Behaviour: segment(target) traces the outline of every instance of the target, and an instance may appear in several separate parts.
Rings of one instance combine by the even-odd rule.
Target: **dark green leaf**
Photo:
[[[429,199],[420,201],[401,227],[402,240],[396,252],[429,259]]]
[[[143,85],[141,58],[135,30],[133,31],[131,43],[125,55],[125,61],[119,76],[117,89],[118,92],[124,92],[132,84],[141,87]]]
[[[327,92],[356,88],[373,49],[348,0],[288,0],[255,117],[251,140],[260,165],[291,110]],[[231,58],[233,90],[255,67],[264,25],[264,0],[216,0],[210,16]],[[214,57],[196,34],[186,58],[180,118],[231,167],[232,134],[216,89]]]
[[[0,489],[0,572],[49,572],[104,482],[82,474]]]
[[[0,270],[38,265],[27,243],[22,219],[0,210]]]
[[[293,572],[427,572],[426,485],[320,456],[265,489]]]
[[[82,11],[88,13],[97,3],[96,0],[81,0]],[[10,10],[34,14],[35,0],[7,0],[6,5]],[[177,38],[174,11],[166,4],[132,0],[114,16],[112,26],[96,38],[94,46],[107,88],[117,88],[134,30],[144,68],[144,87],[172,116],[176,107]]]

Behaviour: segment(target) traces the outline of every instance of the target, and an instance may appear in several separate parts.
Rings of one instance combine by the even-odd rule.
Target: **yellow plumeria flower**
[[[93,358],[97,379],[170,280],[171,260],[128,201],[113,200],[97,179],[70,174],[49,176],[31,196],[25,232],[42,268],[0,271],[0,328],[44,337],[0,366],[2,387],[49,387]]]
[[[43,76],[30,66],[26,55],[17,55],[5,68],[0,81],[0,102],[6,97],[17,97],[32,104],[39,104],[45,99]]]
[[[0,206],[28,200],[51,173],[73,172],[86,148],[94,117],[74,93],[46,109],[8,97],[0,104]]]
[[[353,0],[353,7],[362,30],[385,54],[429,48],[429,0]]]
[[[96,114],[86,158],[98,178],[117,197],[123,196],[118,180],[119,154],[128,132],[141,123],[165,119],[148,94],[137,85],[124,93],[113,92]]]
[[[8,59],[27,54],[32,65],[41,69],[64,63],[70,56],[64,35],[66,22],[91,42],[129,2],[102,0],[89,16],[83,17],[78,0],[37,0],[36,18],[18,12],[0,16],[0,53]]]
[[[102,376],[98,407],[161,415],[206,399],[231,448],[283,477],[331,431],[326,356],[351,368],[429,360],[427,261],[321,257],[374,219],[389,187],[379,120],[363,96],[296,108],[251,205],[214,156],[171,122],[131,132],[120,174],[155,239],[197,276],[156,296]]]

---

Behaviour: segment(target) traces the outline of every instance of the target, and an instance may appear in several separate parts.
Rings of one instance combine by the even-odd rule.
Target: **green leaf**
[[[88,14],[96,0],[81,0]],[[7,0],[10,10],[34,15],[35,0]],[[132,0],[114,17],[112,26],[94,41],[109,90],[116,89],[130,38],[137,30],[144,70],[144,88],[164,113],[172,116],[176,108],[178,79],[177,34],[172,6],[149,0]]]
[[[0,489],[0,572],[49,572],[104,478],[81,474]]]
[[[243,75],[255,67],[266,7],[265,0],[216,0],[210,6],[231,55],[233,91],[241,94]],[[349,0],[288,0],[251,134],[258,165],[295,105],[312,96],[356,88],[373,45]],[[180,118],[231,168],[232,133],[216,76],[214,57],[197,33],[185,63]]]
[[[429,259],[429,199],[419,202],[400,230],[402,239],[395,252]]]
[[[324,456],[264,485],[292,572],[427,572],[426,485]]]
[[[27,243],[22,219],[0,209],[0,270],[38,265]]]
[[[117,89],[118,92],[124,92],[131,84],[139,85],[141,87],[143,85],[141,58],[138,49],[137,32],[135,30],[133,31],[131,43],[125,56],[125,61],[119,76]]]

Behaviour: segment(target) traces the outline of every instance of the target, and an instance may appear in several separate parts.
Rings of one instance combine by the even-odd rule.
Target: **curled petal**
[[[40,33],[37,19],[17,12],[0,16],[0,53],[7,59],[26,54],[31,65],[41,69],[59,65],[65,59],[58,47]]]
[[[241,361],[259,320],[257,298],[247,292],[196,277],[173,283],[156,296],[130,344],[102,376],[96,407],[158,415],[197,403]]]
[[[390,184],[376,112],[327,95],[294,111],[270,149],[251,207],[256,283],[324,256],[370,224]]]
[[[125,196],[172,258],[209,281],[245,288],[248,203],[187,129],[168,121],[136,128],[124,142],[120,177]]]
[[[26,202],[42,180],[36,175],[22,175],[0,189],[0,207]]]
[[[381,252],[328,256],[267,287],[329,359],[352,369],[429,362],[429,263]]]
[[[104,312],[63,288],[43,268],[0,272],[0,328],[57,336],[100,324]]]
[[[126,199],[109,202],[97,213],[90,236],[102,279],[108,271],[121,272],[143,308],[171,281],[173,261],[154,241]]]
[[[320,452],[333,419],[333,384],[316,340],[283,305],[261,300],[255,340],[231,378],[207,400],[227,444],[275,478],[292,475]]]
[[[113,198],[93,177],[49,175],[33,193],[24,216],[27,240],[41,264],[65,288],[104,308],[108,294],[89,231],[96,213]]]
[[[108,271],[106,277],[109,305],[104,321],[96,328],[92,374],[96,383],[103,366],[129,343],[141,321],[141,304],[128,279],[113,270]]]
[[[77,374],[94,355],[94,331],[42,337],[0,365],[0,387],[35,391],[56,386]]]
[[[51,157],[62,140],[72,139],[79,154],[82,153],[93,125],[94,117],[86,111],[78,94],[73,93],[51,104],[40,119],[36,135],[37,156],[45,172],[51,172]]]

SHORT PROBLEM. How many lines of the entries above contain the word "leaf"? Reply with the number only.

RESULT FOR THIS EXERCISE. 2